§ **Work required**: The data beneath this task has to be reprinted character for character.

§ **Available data**:
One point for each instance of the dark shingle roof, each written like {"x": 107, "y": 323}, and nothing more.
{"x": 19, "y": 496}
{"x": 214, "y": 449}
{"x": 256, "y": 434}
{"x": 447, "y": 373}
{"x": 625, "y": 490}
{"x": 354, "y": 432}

§ **Written response**:
One point for each instance of the dark shingle roof, each written like {"x": 107, "y": 323}, and nothing more.
{"x": 19, "y": 496}
{"x": 214, "y": 449}
{"x": 256, "y": 434}
{"x": 447, "y": 373}
{"x": 625, "y": 490}
{"x": 354, "y": 432}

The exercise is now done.